What to work on —
A complete response lists each line of the data below that includes the word "baseball".

(Items listed in a dataset)
□ □ □ □
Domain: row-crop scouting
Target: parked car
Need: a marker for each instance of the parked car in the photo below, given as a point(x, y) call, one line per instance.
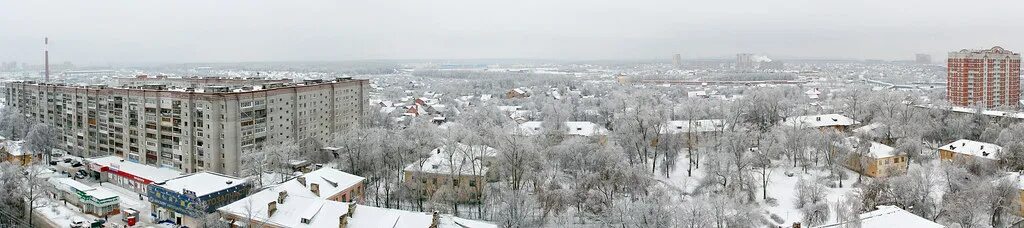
point(77, 224)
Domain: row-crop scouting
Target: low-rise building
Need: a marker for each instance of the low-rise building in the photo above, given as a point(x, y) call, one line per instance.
point(462, 167)
point(585, 129)
point(127, 174)
point(888, 216)
point(517, 93)
point(96, 201)
point(965, 150)
point(186, 200)
point(877, 161)
point(279, 207)
point(824, 122)
point(328, 183)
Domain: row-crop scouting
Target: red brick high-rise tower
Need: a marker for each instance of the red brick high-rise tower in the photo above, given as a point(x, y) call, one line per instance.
point(983, 78)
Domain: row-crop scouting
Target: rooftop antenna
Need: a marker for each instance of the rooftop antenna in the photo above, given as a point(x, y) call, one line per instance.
point(46, 55)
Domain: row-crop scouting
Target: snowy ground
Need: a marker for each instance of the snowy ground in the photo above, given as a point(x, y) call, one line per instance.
point(60, 215)
point(781, 188)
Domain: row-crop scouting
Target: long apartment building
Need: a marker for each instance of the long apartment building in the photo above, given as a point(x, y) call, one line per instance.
point(190, 129)
point(983, 78)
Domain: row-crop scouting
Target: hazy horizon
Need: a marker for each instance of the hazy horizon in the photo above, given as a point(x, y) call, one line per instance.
point(171, 32)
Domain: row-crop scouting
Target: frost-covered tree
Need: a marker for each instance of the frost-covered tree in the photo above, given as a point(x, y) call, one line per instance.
point(43, 138)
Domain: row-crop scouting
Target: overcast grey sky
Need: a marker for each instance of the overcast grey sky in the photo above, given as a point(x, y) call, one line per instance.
point(193, 31)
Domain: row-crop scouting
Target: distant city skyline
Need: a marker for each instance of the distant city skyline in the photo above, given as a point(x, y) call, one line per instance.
point(119, 32)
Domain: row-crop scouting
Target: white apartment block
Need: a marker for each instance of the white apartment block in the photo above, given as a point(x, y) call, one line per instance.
point(190, 129)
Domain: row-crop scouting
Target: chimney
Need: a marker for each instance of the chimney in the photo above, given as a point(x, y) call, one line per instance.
point(351, 210)
point(281, 196)
point(314, 188)
point(46, 56)
point(343, 221)
point(434, 220)
point(271, 208)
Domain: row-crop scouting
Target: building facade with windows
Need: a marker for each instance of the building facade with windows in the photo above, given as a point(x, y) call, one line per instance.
point(983, 78)
point(190, 129)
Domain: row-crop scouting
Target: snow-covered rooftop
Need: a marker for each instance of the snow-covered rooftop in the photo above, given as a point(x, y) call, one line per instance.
point(891, 216)
point(154, 174)
point(330, 182)
point(976, 148)
point(202, 183)
point(819, 121)
point(15, 148)
point(464, 160)
point(572, 128)
point(878, 150)
point(302, 211)
point(692, 127)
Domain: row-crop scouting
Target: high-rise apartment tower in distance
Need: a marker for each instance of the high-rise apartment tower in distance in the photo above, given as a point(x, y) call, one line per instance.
point(744, 61)
point(923, 58)
point(983, 78)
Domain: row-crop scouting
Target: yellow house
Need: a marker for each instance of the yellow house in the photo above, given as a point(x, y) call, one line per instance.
point(462, 167)
point(878, 161)
point(16, 152)
point(969, 150)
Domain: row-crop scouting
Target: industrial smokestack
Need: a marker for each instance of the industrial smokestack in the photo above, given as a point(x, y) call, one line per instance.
point(46, 55)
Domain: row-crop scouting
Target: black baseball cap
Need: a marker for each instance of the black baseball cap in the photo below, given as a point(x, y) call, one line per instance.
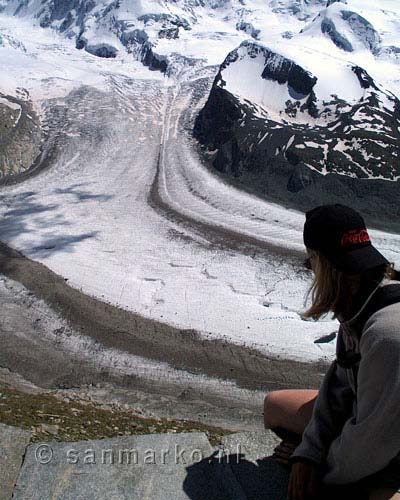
□ □ □ □
Exercise solution —
Target: black baseball cap
Need: a marker for each instance of the black baseball cap in the photo below, given as a point(x, y) call, one line per instance.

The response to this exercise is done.